---------- INFORMATION PROVIDED
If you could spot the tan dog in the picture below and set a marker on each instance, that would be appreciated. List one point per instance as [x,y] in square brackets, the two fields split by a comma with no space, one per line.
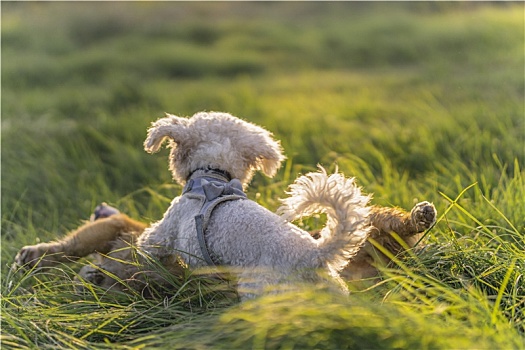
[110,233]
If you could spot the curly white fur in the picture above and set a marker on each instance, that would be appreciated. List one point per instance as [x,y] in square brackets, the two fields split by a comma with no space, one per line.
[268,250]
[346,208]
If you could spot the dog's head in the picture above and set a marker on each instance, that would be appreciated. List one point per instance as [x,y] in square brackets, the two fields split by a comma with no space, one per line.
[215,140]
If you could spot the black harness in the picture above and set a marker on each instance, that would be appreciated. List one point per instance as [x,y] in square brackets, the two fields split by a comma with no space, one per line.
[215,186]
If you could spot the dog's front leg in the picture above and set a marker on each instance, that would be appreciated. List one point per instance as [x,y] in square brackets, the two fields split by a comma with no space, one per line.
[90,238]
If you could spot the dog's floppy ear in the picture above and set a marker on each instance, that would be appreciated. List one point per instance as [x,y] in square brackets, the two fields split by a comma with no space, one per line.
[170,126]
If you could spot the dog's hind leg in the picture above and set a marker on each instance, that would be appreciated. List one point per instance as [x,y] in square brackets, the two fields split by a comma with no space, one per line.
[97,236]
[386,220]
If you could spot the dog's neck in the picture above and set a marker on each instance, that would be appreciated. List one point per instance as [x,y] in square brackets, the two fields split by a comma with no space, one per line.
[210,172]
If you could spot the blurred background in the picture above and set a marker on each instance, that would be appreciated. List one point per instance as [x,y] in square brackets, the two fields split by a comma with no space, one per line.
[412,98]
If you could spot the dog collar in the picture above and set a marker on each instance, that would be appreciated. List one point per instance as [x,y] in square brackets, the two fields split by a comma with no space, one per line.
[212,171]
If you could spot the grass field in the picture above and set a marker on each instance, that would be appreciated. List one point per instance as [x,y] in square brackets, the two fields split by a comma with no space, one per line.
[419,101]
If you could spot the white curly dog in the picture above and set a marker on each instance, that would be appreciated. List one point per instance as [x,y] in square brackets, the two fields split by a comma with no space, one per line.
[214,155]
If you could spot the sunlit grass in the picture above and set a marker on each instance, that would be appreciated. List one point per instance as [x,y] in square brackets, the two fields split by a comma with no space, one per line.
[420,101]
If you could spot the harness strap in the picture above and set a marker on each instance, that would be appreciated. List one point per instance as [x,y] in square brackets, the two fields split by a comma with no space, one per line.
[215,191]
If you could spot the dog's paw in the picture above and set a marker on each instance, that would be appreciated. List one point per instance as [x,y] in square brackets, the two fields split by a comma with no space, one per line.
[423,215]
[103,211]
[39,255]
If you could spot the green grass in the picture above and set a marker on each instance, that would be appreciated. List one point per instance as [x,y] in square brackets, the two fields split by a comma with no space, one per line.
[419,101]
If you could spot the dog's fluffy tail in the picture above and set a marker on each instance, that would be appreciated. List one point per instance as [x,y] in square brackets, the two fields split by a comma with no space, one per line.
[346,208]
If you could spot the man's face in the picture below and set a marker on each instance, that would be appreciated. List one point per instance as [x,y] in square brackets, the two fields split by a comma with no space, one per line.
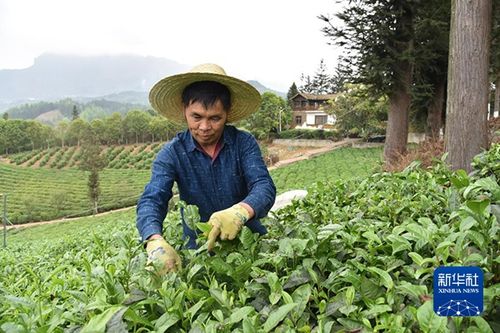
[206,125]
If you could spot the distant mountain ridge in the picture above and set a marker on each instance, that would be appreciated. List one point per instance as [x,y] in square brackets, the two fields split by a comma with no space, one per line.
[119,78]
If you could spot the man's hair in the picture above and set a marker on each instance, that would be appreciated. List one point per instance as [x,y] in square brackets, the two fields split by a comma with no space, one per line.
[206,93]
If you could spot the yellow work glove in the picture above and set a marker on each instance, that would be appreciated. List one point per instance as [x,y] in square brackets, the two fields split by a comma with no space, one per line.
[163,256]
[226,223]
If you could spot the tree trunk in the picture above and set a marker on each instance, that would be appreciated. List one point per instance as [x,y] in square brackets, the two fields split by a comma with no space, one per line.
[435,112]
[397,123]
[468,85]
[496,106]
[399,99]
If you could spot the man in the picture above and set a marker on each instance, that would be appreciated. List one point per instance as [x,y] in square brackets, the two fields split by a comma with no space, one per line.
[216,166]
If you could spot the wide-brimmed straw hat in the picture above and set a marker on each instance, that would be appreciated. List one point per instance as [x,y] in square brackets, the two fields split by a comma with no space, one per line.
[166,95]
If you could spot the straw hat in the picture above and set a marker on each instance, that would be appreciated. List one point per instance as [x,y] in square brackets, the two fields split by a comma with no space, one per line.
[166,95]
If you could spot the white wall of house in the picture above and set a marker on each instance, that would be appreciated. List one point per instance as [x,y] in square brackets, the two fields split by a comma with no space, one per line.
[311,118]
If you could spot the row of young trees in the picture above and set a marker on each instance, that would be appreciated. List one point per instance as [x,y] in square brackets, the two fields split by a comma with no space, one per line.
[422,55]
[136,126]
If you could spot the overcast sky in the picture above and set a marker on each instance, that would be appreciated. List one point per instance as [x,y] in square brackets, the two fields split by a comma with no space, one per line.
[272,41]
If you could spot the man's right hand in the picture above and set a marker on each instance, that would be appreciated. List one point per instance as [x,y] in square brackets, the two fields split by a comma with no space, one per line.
--------------------
Put the rows starting with the line that contains "If you could spot the overcast", through the end of the rows, into a numbered list, with blank lines left out.

### ANSWER TO THE TASK:
1. If you could spot the overcast sky in the picture above and set a marker on each instance, that would be appreciated. List one point per instance as [x,y] in square brackets, the two fields split by a comma with no space, one per line.
2. [272,41]
3. If you could spot the man's right hand in the picture above and set a marker on each instance, that would be appreciated. List one point per instance as [x,y] in square brackets, the two fields split by a comma with no space, one per line.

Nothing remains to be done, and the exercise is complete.